* [Отрывок]
Сержант Чепмен подал сигнал Кеглеру остановиться, и Килкрез сообщил командиру группы о том, что увидел то, что выглядело как вход в небольшой бункер. Достав бинокль 7x50[33], Чепмен и Петерсон наблюдали за отверстием около пяти минут. Судя по цвету земли перед входом, казалось, что отверстие было недавно вырыто. Ветер во время грозы сдул свежий камуфляж, открыв нам отверстие. Если камуфляж не был восстановлен, то мы решили, что никто не приходил проверить состояние бункера, или тот, кто его построил, мог все еще находиться внутри.

Не желая рисковать, проникая в занятый вражеский бункерный комплекс, сержант Чепмен приказал Петерсону занять позицию, с которой он мог попасть газом CS в лаз бункера из своего гранатомета.

Гранатомет М-79 назывался "блупер" (blooper), один из них обычно носила каждая разведгруппа. Его универсальность и дальность стрельбы в триста метров делали его очень востребованным. Обычно разведчик имел при себе подсумок с четырьмя типами 40-миллиметровых боеприпасов - в основном фугасными (HE), осколочными, тактическими CS (газовыми) и осветительными гранатами (с белой звездой на парашюте). Выстрелы CS, которые Петерсон носил с собой, имели дальность стрельбы триста метров и взрывались при ударе, выделяя газ CS в течение примерно двадцати пяти секунд.

Наш план был прост: сделать три выстрела CS по входу в бункер и ждать, что произойдет. Звук, который издавал M-79, давший ему название, был незначительным по сравнению с винтовочным выстрелом. При небольшом дуновении ветра газ двигался в направлении бункера и вниз в балку. Пока сержант Петерсон готовил газовые гранаты, мы достали свои противогазы на случай, если ветер изменится и направит CS в нашу сторону.

Ношение противогаза в течение длительного времени - не самое приятное занятие. Но носить противогаз с корректирующими линзами и с вероятностью того, что это придется делать во время перестрелки, совсем не веселило. Когда сержант Петерсон быстро выстрелил три гранаты CS подряд по входу в бункер, мы все вместе надеялись, что дома никого нет. Небольшие газовые облака рассеялись, не было слышно ни кашля, ни движения, ни ответного огня.

Килкриз был на связи с радиорелейным пунктом и сообщал им о происходящем, пока все это происходило. Теперь нам было приказано выдвигаться и осмотреть, что находится внутри бункера.

(Записи из коллекции)
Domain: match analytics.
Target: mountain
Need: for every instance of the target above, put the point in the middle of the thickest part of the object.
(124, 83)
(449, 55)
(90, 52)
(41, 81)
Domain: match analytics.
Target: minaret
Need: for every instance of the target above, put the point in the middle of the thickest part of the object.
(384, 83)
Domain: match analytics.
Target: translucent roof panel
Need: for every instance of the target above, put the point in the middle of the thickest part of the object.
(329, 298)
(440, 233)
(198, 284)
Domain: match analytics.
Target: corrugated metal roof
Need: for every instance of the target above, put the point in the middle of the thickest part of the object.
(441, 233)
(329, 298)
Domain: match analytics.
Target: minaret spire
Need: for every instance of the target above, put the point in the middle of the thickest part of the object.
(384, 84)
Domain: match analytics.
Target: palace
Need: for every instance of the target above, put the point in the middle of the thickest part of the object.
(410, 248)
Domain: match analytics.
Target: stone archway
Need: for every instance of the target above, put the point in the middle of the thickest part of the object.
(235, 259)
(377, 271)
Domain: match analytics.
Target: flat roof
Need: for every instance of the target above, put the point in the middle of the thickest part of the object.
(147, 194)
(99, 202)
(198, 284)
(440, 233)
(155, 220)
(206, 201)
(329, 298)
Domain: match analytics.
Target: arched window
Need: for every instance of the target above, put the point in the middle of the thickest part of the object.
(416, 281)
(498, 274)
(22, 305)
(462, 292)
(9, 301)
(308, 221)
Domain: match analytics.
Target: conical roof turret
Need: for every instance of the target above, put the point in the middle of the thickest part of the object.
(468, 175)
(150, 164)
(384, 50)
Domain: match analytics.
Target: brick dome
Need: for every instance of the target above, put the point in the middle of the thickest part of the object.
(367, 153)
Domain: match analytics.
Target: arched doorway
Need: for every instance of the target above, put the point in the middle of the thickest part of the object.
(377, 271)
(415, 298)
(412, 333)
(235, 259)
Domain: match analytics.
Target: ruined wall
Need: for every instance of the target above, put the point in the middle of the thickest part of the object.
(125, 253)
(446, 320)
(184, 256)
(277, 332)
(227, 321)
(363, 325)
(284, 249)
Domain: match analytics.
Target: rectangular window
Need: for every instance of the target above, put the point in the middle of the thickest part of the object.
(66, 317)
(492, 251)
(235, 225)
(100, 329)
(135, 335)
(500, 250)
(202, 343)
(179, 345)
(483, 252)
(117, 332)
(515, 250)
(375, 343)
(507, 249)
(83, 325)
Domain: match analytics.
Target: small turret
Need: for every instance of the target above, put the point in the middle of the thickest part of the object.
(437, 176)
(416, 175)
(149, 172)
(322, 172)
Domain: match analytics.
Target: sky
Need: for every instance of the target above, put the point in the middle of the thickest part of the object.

* [Задания]
- 1) По отрывку о разведке бункера объясните, зачем группа достала противогазы, пока Петерсон готовил газовые гранаты.
- 2) Ответьте на вопросы по отрывку о разведке бункера:
(а) Сколько времени Чепмен и Петерсон наблюдали за отверстием в бинокль?
(б) Какие четыре типа 40-миллиметровых боеприпасов обычно носил разведчик?
(в) Сколько гранат CS выпустил Петерсон по входу в бункер?
- 3) Продолжите отрывок о разведке бункера с того места, где он заканчивается.

* [Ответы]
- 1) Противогазы достали на случай, если ветер переменится и понесёт газ CS в сторону группы.

- 2)
(а) Около пяти минут.
(б) Фугасные (HE), осколочные, тактические CS (газовые) и осветительные гранаты.
(в) Три.

- 3)
Мы уложили маски обратно в футляры и двинулись вперед, подходя к бункеру с боку. Он был построен недавно и укреплен бревнами. В обязанности Кеглера входило заглянуть внутрь и посмотреть, что там находится. Когда он двинулся к входу в бункер, его прикрывали сержанты Чепмен и Килкриз, а остальные обеспечивали их охранение. Кеглер вошел внутрь с фонариком и через несколько секунд появился снова. Там было пусто. Однако когда они втроем подошли поближе, чтобы осмотреть его, то поняли, что это всего лишь один из по крайней мере дюжины других небольших бункеров, которые были построены между двумя холмами.

NVA проделали прекрасную работу по созданию своего бункерного комплекса. Небольшие отверстия были сделаны друг напротив друга, и ни один артиллерийский или минометный снаряд не мог попасть в них под требуемым углом.

Мы должны были заглянуть в каждый из них, используя ту же технику прикрытия, что и в первом случае. Единственная проблема заключалась в том, что по мере продвижения по линии бункеров мы все глубже уходили в низину и оказывались в очень плохом положении. По обе стороны от нас были возвышенности, и если бы мы вступили в контакт, то, скорее всего, удар пришелся бы сверху.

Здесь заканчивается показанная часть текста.